Task instructions → Reproduce every record exactly as it appears, but not the pictures.

Records of labeled boxes
◇ ◇ ◇ ◇ ◇ ◇ ◇

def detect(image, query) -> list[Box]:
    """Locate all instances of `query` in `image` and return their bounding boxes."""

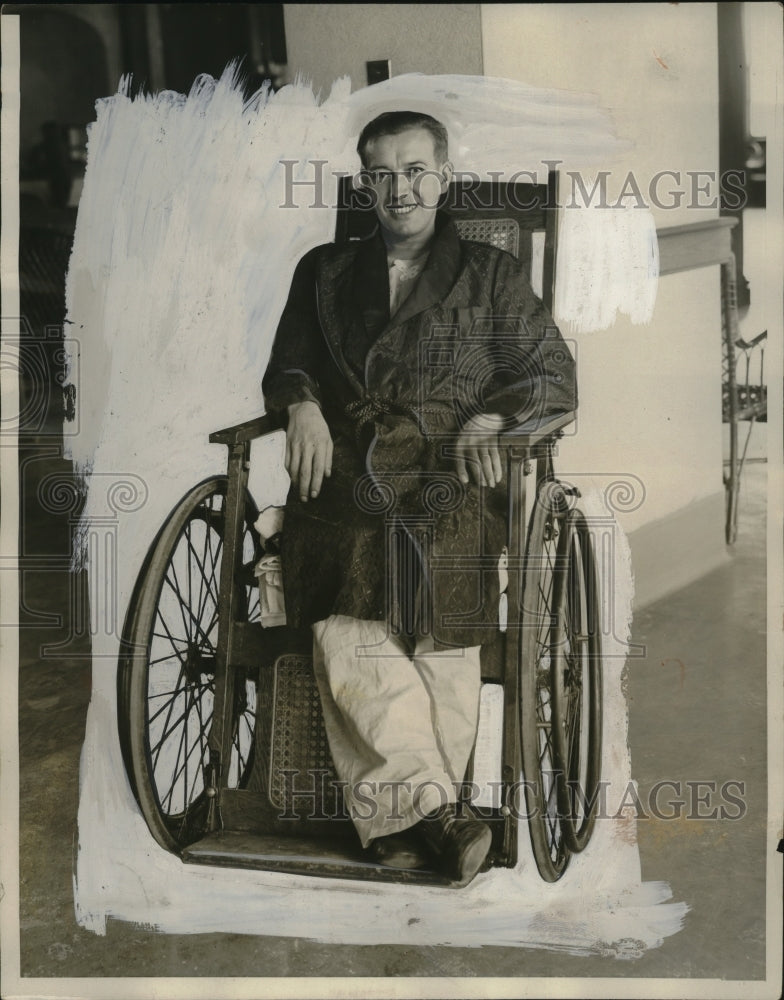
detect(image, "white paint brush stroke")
[67,73,685,954]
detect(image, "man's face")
[365,128,451,242]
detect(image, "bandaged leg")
[313,615,479,847]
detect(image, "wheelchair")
[117,178,602,887]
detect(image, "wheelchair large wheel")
[520,482,601,882]
[551,510,602,852]
[118,476,259,851]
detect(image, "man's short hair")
[357,111,449,166]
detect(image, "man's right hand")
[286,400,332,501]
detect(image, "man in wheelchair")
[263,111,575,884]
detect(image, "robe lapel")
[317,215,461,395]
[390,216,460,326]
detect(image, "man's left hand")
[455,413,504,487]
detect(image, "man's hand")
[286,400,332,501]
[455,413,504,486]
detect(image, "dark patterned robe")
[263,216,576,646]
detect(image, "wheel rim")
[520,483,570,882]
[552,510,601,852]
[119,479,258,849]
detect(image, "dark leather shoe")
[417,803,493,885]
[370,830,432,869]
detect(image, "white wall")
[284,3,482,95]
[482,4,722,556]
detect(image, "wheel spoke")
[118,478,260,850]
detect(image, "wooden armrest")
[499,410,576,448]
[210,413,282,447]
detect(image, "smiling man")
[263,111,575,884]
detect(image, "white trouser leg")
[313,615,478,847]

◇ ◇ ◇ ◇ ◇ ◇ ◇

Exercise solution →
def detect(image, query) -> list[Box]:
    """Locate all instances of `query` in `image` and return their bounding boxes."""

detect(image, "white paint brush stroke")
[67,73,685,954]
detect(image, "man's face")
[365,128,451,242]
detect(image, "bandaged leg")
[313,615,479,847]
detect(image, "wheelchair")
[117,178,602,887]
detect(image, "wheelchair large wheel")
[520,482,601,882]
[551,510,602,852]
[118,476,259,851]
detect(image, "man's short hair")
[357,111,449,166]
detect(image, "man's right hand")
[286,400,332,501]
detect(image, "man in wheelchair")
[263,111,575,884]
detect(image, "robe lapel")
[317,215,461,395]
[390,216,460,326]
detect(image, "man's left hand")
[455,413,504,487]
detect(image, "man's hand")
[286,400,332,501]
[455,413,504,486]
detect(image, "dark patterned robe")
[263,216,576,646]
detect(image, "wheel rim")
[520,483,570,882]
[552,510,601,852]
[119,479,258,849]
detect(image, "dark leather shoe")
[417,803,493,885]
[370,830,432,869]
detect(image, "white wall")
[284,3,482,95]
[482,4,722,556]
detect(image, "wheel spoke")
[118,478,260,850]
detect(image, "wooden armrest")
[499,410,576,448]
[210,413,282,447]
detect(image, "smiling man")
[263,111,575,884]
detect(image, "white trouser leg")
[313,615,478,847]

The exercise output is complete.